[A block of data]
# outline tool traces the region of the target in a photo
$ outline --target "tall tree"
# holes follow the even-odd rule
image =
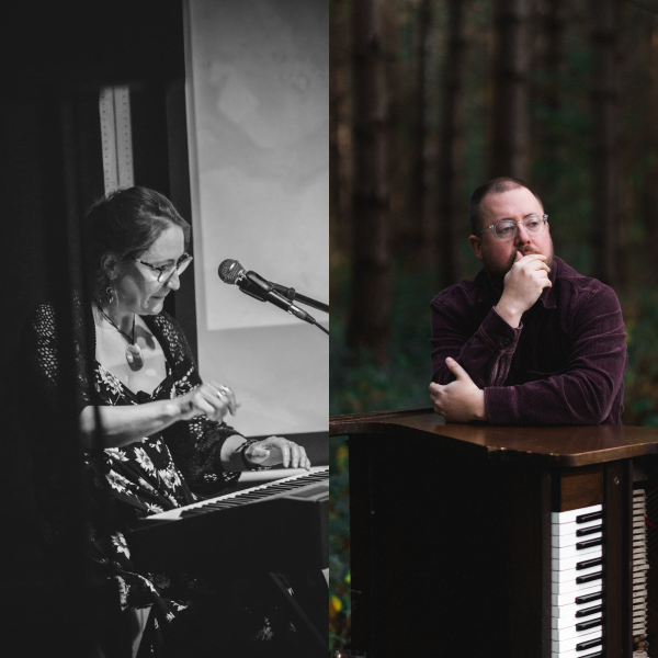
[[[384,0],[353,4],[354,188],[348,344],[386,360],[390,322],[390,252]]]
[[[489,177],[526,178],[530,0],[497,0]]]
[[[590,0],[593,75],[593,245],[594,276],[619,283],[620,140],[616,41],[623,0]]]
[[[651,15],[648,30],[648,98],[646,121],[646,149],[649,154],[645,184],[645,232],[648,247],[646,274],[655,280],[658,268],[658,15]]]
[[[461,183],[464,151],[464,77],[466,73],[466,12],[469,0],[447,1],[447,53],[441,144],[439,147],[438,256],[439,285],[457,282],[457,227],[465,213]]]
[[[350,250],[350,10],[331,0],[329,38],[329,216],[331,263]]]
[[[416,110],[411,162],[409,248],[417,263],[427,263],[432,257],[428,239],[429,222],[429,131],[428,131],[428,60],[429,36],[432,25],[433,0],[420,0],[416,12]]]

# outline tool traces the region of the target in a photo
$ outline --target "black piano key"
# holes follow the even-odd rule
[[[598,567],[599,565],[602,565],[602,564],[603,564],[602,557],[597,557],[595,559],[586,559],[576,565],[576,570],[580,571],[582,569],[589,569],[590,567]]]
[[[590,527],[582,527],[576,531],[577,537],[583,537],[588,534],[594,534],[595,532],[601,532],[603,530],[603,523],[601,525],[591,525]]]
[[[234,497],[227,498],[225,500],[213,501],[211,499],[197,508],[184,510],[183,512],[181,512],[181,518],[185,518],[188,515],[195,517],[197,514],[205,514],[217,510],[240,507],[250,502],[257,502],[259,500],[262,500],[263,498],[270,498],[275,494],[287,494],[302,487],[308,487],[309,485],[314,485],[317,483],[325,483],[327,481],[327,479],[328,474],[326,472],[319,472],[304,475],[298,479],[290,480],[287,483],[272,483],[263,485],[260,489],[247,491],[245,494],[238,492]]]
[[[599,580],[603,577],[603,569],[595,571],[594,574],[588,574],[587,576],[578,576],[576,582],[582,585],[583,582],[591,582],[592,580]]]
[[[589,616],[590,614],[594,614],[597,612],[603,612],[603,605],[592,605],[591,608],[583,608],[576,613],[577,617]]]
[[[598,620],[590,620],[589,622],[581,622],[580,624],[576,624],[576,631],[587,631],[588,628],[595,628],[597,626],[602,626],[603,620],[599,617]]]
[[[598,599],[603,598],[603,592],[594,592],[593,594],[585,594],[582,597],[576,597],[576,601],[574,601],[577,605],[581,605],[582,603],[589,603],[590,601],[597,601]]]
[[[588,540],[587,542],[579,542],[576,544],[576,551],[582,551],[583,548],[591,548],[592,546],[602,546],[603,538],[599,537],[598,540]]]
[[[595,521],[597,519],[603,519],[603,512],[591,512],[590,514],[581,514],[576,517],[576,523],[587,523],[588,521]]]
[[[602,637],[597,637],[597,639],[589,639],[588,642],[581,642],[579,645],[576,645],[577,651],[585,651],[585,649],[591,649],[592,647],[598,647],[603,644]],[[587,658],[583,656],[583,658]]]

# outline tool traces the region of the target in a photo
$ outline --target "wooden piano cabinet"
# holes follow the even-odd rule
[[[658,430],[417,409],[336,417],[330,433],[350,450],[355,651],[552,658],[552,512],[602,504],[602,655],[631,658],[633,457],[658,454]]]

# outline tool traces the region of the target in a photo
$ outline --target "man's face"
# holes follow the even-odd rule
[[[542,204],[526,188],[487,194],[483,198],[480,208],[483,214],[480,230],[501,219],[521,222],[529,215],[544,214]],[[553,268],[553,240],[548,224],[540,235],[529,234],[523,224],[517,226],[519,227],[517,237],[504,242],[494,235],[494,229],[468,238],[475,257],[483,261],[485,270],[498,290],[503,287],[503,277],[514,264],[517,251],[520,251],[522,256],[529,253],[546,256],[546,264]]]

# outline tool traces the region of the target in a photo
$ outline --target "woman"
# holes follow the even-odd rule
[[[90,526],[89,554],[105,576],[117,579],[125,610],[152,605],[146,634],[152,647],[162,635],[167,639],[168,631],[183,646],[189,638],[180,628],[188,622],[179,620],[207,617],[207,601],[216,603],[217,595],[207,594],[207,587],[193,577],[138,572],[131,563],[125,533],[145,515],[189,504],[196,495],[217,495],[237,481],[240,470],[279,463],[309,468],[310,463],[294,442],[277,436],[248,441],[224,423],[224,417],[235,415],[238,407],[234,393],[215,382],[202,383],[180,327],[162,310],[164,298],[179,288],[179,277],[192,260],[186,253],[190,226],[173,205],[152,190],[120,190],[90,209],[86,229],[93,302],[86,307],[78,296],[75,306],[87,326],[93,327],[95,349],[84,358],[79,322],[75,332],[77,407],[89,451],[89,481],[98,489],[104,478],[112,503],[110,532]],[[37,309],[24,332],[23,350],[31,358],[31,389],[41,390],[56,413],[61,364],[53,306]],[[42,428],[39,434],[47,432]],[[103,450],[94,458],[99,435]],[[53,555],[58,534],[70,522],[58,508],[57,487],[63,483],[57,483],[56,453],[53,445],[37,450],[44,534]],[[104,541],[107,535],[110,541]],[[234,586],[227,583],[227,590]],[[204,599],[200,593],[204,591],[205,611],[194,616],[190,611]],[[229,597],[223,597],[224,608],[216,611],[224,611],[238,629],[239,615],[230,610]],[[242,640],[272,634],[271,624],[263,621],[266,614],[261,614],[259,623],[250,615],[242,620]],[[249,625],[250,631],[246,629]],[[198,635],[198,627],[194,634]],[[207,645],[220,647],[223,642],[230,645],[234,640],[209,639]]]

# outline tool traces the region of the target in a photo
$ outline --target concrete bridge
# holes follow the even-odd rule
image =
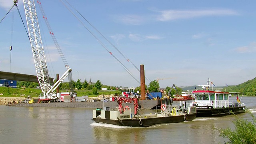
[[[0,71],[0,79],[38,82],[37,76],[6,72]],[[50,83],[53,83],[53,78],[50,78]]]

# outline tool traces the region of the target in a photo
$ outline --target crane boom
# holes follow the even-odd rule
[[[14,2],[16,4],[18,0],[14,0]],[[65,73],[53,86],[51,86],[34,1],[23,0],[23,3],[36,75],[42,92],[39,96],[39,100],[50,99],[55,89],[72,69],[67,66],[68,70]]]
[[[37,78],[45,95],[50,85],[35,3],[34,0],[23,0],[23,3]]]

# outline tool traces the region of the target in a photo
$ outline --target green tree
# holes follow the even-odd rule
[[[220,131],[220,136],[229,139],[226,144],[256,144],[256,118],[251,112],[247,111],[252,118],[252,122],[235,115],[235,119],[232,120],[235,125],[234,130],[229,127],[225,129],[215,128]]]
[[[82,87],[82,82],[81,82],[81,80],[77,80],[76,82],[75,83],[75,86],[76,88],[77,88],[78,90],[80,89]]]
[[[171,91],[170,93],[170,96],[172,96],[174,95],[175,95],[176,96],[177,94],[178,95],[181,94],[181,92],[182,92],[183,91],[182,88],[180,88],[177,86],[174,87],[174,86],[173,86],[173,85],[172,86],[172,90]],[[169,87],[169,86],[166,86],[166,94],[168,94],[168,92],[169,92],[169,91],[170,91],[170,90],[171,89],[171,88],[172,88],[171,87]],[[177,89],[177,90],[176,89],[176,88]]]
[[[84,80],[84,82],[83,83],[83,88],[86,88],[88,86],[88,82],[86,80]]]
[[[156,80],[154,80],[148,84],[148,90],[150,92],[159,92],[160,85]]]
[[[87,90],[92,90],[92,88],[94,88],[94,86],[91,84],[88,84],[87,87],[86,87],[86,89]]]
[[[98,89],[96,87],[94,87],[92,88],[92,91],[93,94],[96,95],[98,94]]]
[[[97,88],[97,89],[98,90],[101,90],[102,85],[101,84],[101,82],[100,82],[100,80],[98,80],[94,84],[94,87]]]
[[[116,90],[116,87],[115,86],[111,86],[111,88],[112,90]]]

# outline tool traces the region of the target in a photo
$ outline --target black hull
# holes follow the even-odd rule
[[[196,117],[208,117],[222,116],[231,114],[232,113],[235,114],[245,112],[244,106],[216,108],[208,109],[196,109]],[[230,112],[230,111],[232,112]]]
[[[184,120],[192,120],[196,115],[196,114],[189,114],[184,117],[183,115],[170,116],[160,118],[130,119],[113,120],[107,119],[94,118],[93,120],[96,122],[102,122],[120,126],[137,127],[147,127],[155,124],[164,123],[176,123],[182,122]],[[141,121],[140,122],[140,121]]]

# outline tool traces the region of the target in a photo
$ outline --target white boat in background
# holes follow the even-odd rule
[[[240,102],[238,96],[236,100],[232,100],[229,99],[229,94],[220,90],[195,90],[192,92],[195,100],[187,104],[190,106],[196,106],[196,116],[198,117],[220,116],[244,112],[245,104]]]

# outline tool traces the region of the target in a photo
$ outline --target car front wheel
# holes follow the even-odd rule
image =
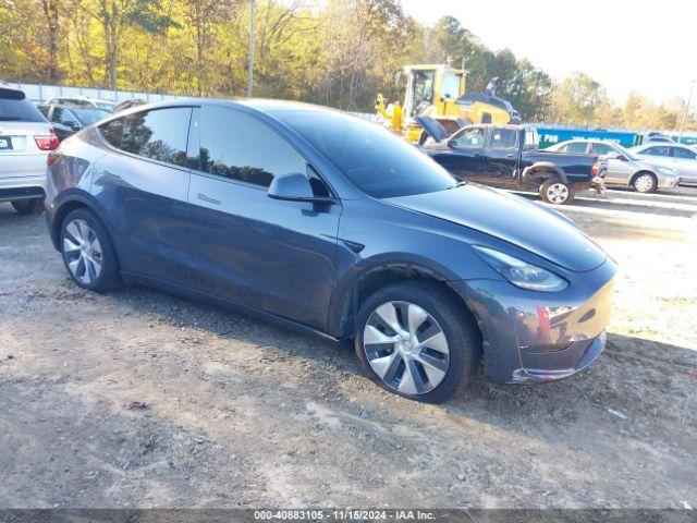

Given problem: Can you reproduce the lines above, from the beginning through the line containing "[[[489,177],[526,178],[530,0],[497,0]]]", with "tall tree" renamed to "tall pine" and everything else kept as is? Omit the pictures from your answer.

Worked solution:
# outline tool traces the region of the target in a photo
$ outline --target "tall pine"
# holes follow the even-odd rule
image =
[[[384,0],[353,4],[354,188],[348,344],[386,360],[390,322],[390,252]]]
[[[489,177],[526,178],[530,0],[497,0]]]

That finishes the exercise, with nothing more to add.